-- start of Material shown --
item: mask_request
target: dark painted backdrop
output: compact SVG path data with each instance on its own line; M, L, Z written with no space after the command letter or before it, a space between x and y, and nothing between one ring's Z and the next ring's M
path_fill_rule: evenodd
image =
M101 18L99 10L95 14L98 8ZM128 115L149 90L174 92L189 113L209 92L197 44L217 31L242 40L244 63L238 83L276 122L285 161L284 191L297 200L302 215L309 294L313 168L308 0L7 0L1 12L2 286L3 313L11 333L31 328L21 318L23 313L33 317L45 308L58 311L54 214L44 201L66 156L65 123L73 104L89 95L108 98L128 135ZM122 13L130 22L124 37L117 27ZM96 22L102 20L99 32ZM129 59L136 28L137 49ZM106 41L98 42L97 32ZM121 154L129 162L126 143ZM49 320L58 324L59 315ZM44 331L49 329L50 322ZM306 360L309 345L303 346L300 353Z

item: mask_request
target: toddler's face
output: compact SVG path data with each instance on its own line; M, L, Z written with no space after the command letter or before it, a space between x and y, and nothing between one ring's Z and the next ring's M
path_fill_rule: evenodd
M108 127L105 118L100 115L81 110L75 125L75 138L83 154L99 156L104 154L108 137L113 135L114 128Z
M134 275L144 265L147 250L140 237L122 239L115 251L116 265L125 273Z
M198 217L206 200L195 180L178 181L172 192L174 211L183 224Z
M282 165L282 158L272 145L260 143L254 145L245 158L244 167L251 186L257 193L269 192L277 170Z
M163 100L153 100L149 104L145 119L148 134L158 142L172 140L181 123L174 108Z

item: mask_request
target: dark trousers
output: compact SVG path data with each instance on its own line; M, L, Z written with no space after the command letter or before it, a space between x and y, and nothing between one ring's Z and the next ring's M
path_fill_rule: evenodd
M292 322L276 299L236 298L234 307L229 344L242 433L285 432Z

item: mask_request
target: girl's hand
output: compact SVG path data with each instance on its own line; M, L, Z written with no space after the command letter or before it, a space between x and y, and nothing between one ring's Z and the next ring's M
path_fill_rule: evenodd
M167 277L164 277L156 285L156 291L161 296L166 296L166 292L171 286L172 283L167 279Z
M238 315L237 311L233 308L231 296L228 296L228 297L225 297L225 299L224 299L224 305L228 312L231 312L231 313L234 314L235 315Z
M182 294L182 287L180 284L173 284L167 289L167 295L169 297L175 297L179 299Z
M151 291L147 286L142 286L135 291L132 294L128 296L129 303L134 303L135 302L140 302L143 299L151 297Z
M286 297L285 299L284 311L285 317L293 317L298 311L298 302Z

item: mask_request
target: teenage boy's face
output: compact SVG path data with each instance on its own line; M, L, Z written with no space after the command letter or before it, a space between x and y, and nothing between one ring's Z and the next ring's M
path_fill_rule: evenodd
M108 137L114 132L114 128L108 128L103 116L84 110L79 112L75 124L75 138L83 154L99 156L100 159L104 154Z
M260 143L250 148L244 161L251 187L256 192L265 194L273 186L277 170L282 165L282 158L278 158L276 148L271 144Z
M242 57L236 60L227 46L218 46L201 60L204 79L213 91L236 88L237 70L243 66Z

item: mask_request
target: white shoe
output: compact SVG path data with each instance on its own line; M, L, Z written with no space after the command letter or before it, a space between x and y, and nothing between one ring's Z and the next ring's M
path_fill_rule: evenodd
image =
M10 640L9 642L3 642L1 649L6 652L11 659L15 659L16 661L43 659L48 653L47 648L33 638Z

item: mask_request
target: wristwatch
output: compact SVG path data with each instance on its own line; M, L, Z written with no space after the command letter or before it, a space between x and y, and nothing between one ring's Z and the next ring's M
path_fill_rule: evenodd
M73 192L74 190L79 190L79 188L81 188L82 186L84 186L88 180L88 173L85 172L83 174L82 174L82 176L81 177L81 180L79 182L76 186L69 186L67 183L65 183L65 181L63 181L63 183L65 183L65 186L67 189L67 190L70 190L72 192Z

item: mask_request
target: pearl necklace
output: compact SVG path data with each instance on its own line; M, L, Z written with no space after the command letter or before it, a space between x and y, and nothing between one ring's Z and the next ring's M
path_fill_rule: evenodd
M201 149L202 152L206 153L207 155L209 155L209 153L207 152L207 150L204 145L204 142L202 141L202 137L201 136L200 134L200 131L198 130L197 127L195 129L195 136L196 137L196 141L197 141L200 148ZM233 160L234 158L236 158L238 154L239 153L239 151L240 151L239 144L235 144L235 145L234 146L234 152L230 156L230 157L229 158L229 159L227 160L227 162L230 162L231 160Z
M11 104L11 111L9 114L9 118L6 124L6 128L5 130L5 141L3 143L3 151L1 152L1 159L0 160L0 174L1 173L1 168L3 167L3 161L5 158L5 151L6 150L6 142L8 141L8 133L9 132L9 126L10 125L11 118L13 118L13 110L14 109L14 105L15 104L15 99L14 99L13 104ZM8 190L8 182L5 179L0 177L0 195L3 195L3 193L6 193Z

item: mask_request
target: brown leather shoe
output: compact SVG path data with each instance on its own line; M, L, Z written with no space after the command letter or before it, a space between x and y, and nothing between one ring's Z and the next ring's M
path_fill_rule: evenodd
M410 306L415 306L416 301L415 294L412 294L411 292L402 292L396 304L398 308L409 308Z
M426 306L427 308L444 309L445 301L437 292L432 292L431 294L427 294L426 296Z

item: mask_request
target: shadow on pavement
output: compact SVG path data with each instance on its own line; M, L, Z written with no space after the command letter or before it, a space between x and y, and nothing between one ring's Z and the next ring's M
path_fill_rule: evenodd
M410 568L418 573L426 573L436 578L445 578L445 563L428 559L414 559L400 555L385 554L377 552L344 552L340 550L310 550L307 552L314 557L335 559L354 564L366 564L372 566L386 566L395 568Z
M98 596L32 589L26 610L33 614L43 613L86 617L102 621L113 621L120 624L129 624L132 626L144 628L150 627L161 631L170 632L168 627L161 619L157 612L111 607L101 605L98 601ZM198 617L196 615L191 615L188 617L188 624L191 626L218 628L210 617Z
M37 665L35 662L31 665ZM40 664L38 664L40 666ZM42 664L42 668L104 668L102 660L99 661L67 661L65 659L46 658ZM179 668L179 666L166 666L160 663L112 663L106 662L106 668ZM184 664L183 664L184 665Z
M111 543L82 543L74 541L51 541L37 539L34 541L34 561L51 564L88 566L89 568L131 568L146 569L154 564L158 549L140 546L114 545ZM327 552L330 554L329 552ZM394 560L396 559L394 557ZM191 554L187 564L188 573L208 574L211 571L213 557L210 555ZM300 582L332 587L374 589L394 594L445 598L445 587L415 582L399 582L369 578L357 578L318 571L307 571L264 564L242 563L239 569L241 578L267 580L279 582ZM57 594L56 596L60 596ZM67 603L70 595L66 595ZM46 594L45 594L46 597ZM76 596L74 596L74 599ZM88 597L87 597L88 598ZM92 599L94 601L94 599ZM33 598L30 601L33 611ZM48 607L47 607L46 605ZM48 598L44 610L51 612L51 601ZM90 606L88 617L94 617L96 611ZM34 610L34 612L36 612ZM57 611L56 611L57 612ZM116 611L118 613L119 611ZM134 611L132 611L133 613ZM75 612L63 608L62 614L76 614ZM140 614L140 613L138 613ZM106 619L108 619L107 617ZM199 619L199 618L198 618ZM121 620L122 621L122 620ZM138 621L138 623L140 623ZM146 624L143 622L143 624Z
-- end of Material shown --
Task requirements – Please return every line of the material above unchanged, from the first line through the last.

Task solution –
item: mask_request
target: dark painted backdrop
output: compact SVG path data with each instance on its own line; M, L, Z written with no space after the command letter or before it, a space between x and y, and nothing between one ring's Z and the next ring's M
path_fill_rule: evenodd
image =
M101 18L99 10L95 14L98 8ZM128 115L149 90L174 92L189 113L209 92L197 44L217 31L242 40L244 63L238 83L276 122L285 161L284 191L297 200L302 215L309 294L313 168L308 0L7 0L1 12L2 286L3 313L11 333L31 328L21 318L23 313L33 317L45 308L58 311L54 214L44 201L66 156L65 123L73 104L89 95L108 98L128 135ZM122 13L130 22L124 37L117 27ZM96 22L102 20L99 32ZM129 59L136 28L137 49ZM106 41L98 42L97 32ZM121 154L129 162L126 143ZM49 320L58 324L59 315ZM44 331L49 329L50 322ZM306 360L309 345L303 346L300 353Z

item: mask_request
target: toddler's face
output: compact SVG path data with each instance on its own line; M, L, Z written with no space after the command letter or before it, a space between x and y, and nothing between one ring's Z and the next ring's M
path_fill_rule: evenodd
M108 127L105 118L100 115L81 110L75 125L75 138L83 154L99 156L104 154L108 137L113 135L114 128Z
M134 275L144 265L147 250L140 237L122 239L115 251L116 265L125 273Z
M198 217L206 200L195 180L178 181L172 192L174 211L183 224Z
M282 165L282 158L272 145L260 143L254 145L245 158L244 167L251 186L257 193L269 192L277 170Z
M163 100L153 100L149 104L145 119L148 134L158 142L172 140L181 123L174 108Z

item: mask_request
target: dark trousers
output: compact SVG path data with each instance on its own line; M, L, Z written with no space after the command letter or before it, a space between x and y, and nothing between one ring's Z and the next ring's M
path_fill_rule: evenodd
M292 322L276 299L236 298L234 307L229 344L242 433L285 432Z

item: mask_request
target: girl's hand
output: compact SVG path data with each instance on its own line; M, L, Z written with no space after the command letter or before it, a space between x and y, and nothing between one ring's Z and the next ring's M
path_fill_rule: evenodd
M167 277L164 277L156 285L156 291L161 296L166 296L166 292L171 286L172 283L167 279Z
M238 315L237 311L233 308L231 296L228 296L228 297L225 297L225 299L224 299L224 305L228 312L231 312L231 313L234 314L235 315Z
M182 294L182 287L180 284L173 284L167 289L167 295L169 297L175 297L179 299Z
M151 291L147 286L142 286L135 291L132 294L128 296L129 303L134 303L135 302L140 302L143 299L151 297Z
M286 297L285 299L284 311L285 317L293 317L298 311L298 302Z

item: mask_request
target: teenage boy's face
output: compact SVG path data with each instance on its own line; M, L, Z written with no space after the command letter or before it, a space between x and y, and nothing between one ring's Z and the next ring's M
path_fill_rule: evenodd
M108 137L114 132L114 128L108 128L103 116L84 110L79 112L75 124L75 138L83 154L99 156L100 159L104 154Z
M260 143L250 148L244 161L251 187L256 192L265 194L273 186L277 170L282 165L282 158L278 158L276 148L271 144Z
M242 57L236 60L227 46L218 46L201 60L204 79L213 91L236 88L237 70L243 66Z

item: mask_request
target: white shoe
output: compact SVG path data with each instance on its own line; M, L, Z written with no space after the command letter or before it, a space between x and y, and nothing between one ring's Z and the next ring's M
path_fill_rule: evenodd
image =
M10 640L9 642L3 642L1 649L6 652L11 659L15 659L16 661L43 659L48 653L47 648L33 638Z

item: mask_request
target: wristwatch
output: compact SVG path data with each instance on its own line; M, L, Z written with no space after the command letter or before it, a space between x and y, and nothing between one ring's Z and the next ring's M
path_fill_rule: evenodd
M73 192L74 190L79 190L79 188L81 188L82 186L84 186L88 180L88 173L85 172L83 174L82 174L82 176L81 177L81 180L79 182L76 186L69 186L67 183L65 183L65 181L63 181L63 183L65 183L65 186L67 189L67 190L70 190L72 192Z

item: mask_request
target: pearl necklace
output: compact SVG path data with each instance on its own line; M, L, Z written with no space after the command letter or before it, a space between x and y, and nothing between one ring's Z and the next ring's M
path_fill_rule: evenodd
M201 149L202 152L206 153L207 155L209 155L209 153L207 152L207 150L204 145L204 142L202 141L202 137L201 136L200 134L200 131L198 130L197 127L195 129L195 136L196 137L196 141L197 141L200 148ZM233 160L234 158L236 158L238 154L239 153L239 151L240 151L239 144L235 144L235 145L234 146L234 152L230 156L230 157L229 158L229 159L227 160L227 162L230 162L231 160Z
M11 104L11 111L9 114L9 118L6 124L6 128L5 130L5 141L3 143L3 151L1 152L1 159L0 160L0 174L1 173L1 168L3 167L3 161L5 158L5 151L6 150L6 142L8 141L8 133L9 132L9 126L10 125L11 118L13 118L13 110L14 109L14 105L15 104L15 99L14 99L13 104ZM8 190L8 182L5 179L0 177L0 195L3 195L3 193L6 193Z

item: mask_request
target: brown leather shoe
output: compact SVG path data with each instance on its own line; M, L, Z written with no space after the command letter or before it, a space between x and y, and nothing between one ring's Z and the next ring's M
path_fill_rule: evenodd
M410 306L415 306L416 301L415 294L412 294L411 292L402 292L396 304L398 308L409 308Z
M426 306L427 308L444 309L445 301L437 292L432 292L431 294L427 294L426 296Z

item: mask_request
target: shadow on pavement
output: compact SVG path data with each instance on its own line; M, L, Z written with no space after the command letter or before it, a space between x and y, and nothing between one ring's Z and the next ring's M
path_fill_rule: evenodd
M410 568L418 573L426 573L436 578L445 578L445 563L428 559L414 559L400 555L385 554L377 552L344 552L340 550L310 550L307 552L314 557L335 559L354 564L366 564L372 566L386 566L395 568Z
M98 596L32 589L26 610L33 614L43 613L86 617L102 621L113 621L120 624L129 624L132 626L144 628L150 627L161 631L170 632L168 627L161 619L157 612L111 607L101 605L98 601ZM198 617L196 615L191 615L188 617L188 624L191 626L218 628L210 617Z
M37 665L35 662L31 665ZM40 664L38 664L40 666ZM42 664L42 668L104 668L102 660L99 661L67 661L65 659L46 658ZM179 668L179 666L166 666L160 663L112 663L106 662L106 668ZM184 664L183 664L184 665Z
M111 543L82 543L74 541L51 541L37 539L34 541L34 561L51 564L88 566L89 568L131 568L146 569L154 564L158 549L140 546L114 545ZM327 552L330 554L329 552ZM394 560L396 559L394 557ZM191 554L187 564L188 573L208 574L211 571L213 557L210 555ZM300 582L332 587L374 589L394 594L445 598L445 587L415 582L399 582L369 578L357 578L318 571L307 571L264 564L242 563L239 569L241 578L267 580L279 582ZM57 594L56 596L60 596ZM67 603L70 595L66 595ZM46 594L45 594L46 597ZM76 596L74 596L74 599ZM88 597L87 597L88 598ZM92 599L94 601L94 599ZM33 598L30 601L33 611ZM48 607L47 607L46 605ZM48 598L44 610L51 612L51 601ZM90 606L88 617L94 617L96 611ZM34 610L34 612L36 612ZM57 611L56 611L57 612ZM116 611L118 613L119 611ZM134 611L132 611L133 613ZM75 612L63 608L62 614L76 614ZM140 614L140 613L138 613ZM106 619L108 619L107 617ZM199 619L199 618L198 618ZM121 620L122 621L122 620ZM138 621L138 623L140 623ZM146 624L143 622L143 624Z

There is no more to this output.